** START OF Excerpted passage **
Examples of scenarios could be:

batch_scenario = "=b1:*1:397:1000000;"
datagram_scenario = "=a1:d50:n250:100;"
media_scenario = "=v1:s30:n150:2000:G30:I20000;"
multimedia_scenario = "=a1:d50:p2:S:n250:80; \
     = vlow: s30 :p4:S:n150 : 3750 : G30 : I37500; \
     = vmid: s30 :p6:S:n150 : 6250 : G30 : I62500 : D250000; \
     = vhi: s30 :p8:S: n150 : 12500 : G150 : I125000 : D250000;"
parallel_multimedia_scenario= "=a1:d50:p2:S:n250:80; \
     = vlow:*3:s30 :p4:S:n150 : 3750 : G30 : I37500; \
     = vmid:*3:s30 :p6:S:n150 : 6250 : G30 : I62500 : D300000; \
     = vhi:*3 : s30 :p8:S: n150 : 12500 : G150 : I125000 : D250000;"

To run the "perf" protocol and run a basic test scenario, do:

.\picoquicdemo -a perf test.privateoctopus.com 4433 "*1:397:5000000;"

When used as a client, the program will display statistics, e.g.:

Connection_duration_sec: 4.425348
Nb_transactions: 10000
Upload_bytes: 1000000
Download_bytes: 1000000
TPS: 2259.709293
Upload_Mbps: 1.807767
Download_Mbps: 1.807767

For more detailed statistics, or for gathering statistics on servers, picoquicdemo can provide performance logs, see {{performance logs}}.
** END OF Excerpted passage **
** START OF Data lines **
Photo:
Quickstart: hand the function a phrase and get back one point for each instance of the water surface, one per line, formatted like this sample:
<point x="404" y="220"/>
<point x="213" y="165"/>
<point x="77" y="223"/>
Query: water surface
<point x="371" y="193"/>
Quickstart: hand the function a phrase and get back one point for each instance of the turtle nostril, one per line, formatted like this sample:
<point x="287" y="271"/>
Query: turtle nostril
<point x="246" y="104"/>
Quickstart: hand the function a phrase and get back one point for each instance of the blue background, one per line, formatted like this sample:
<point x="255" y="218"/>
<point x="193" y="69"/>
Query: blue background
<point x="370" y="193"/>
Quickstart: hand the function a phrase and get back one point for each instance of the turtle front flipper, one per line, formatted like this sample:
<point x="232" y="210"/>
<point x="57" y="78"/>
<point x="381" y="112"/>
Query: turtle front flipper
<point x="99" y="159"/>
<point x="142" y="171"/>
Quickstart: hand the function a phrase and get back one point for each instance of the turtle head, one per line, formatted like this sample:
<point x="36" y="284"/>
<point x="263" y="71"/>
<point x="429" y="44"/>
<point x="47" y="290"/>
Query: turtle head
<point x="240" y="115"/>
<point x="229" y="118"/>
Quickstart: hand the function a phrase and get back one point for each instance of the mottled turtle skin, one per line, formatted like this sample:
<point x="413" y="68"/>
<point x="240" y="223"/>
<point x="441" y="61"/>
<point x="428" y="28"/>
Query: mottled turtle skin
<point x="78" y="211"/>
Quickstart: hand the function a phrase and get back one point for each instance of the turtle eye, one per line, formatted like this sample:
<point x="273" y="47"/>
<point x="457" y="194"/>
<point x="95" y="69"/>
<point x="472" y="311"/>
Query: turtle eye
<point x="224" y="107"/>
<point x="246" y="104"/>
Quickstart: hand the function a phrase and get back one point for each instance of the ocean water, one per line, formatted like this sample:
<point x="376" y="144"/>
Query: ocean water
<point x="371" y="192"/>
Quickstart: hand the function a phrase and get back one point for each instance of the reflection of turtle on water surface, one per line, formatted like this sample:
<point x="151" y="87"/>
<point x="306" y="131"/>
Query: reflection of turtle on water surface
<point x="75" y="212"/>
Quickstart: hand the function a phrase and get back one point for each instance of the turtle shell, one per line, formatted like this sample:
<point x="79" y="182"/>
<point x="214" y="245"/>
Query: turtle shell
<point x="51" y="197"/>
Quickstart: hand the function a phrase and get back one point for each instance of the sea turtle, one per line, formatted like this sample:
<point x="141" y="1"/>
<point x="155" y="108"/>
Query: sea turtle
** END OF Data lines **
#### [Problem requirements]
Write the next part of the passage on picoquicdemo performance testing, starting right after its final sentence.

#### [Result of this exercise]
There are lots of other arguments in picoquicdemo, but you probably don't need them for running quicperf, although you may consider collecting quic logs using the -q option when debugging. Also, the "-h" option will produce a list of command line arguments.

    .\picoquicdemo -h

Performance logs

When doing performance measurements, the natural instinct is to turn off all logging, because writing logs slows down the program execution. On the other hand, it is very useful to have at least some logging, in order to understand what changes from run to run, and what might affected performance. The performance logs are designed to minimize the interference. The data is written to disk at the end of the connection. If the performance test involves multiple simultaneous connections, the server will keep the data in memory and write it to disk when all connections are complete.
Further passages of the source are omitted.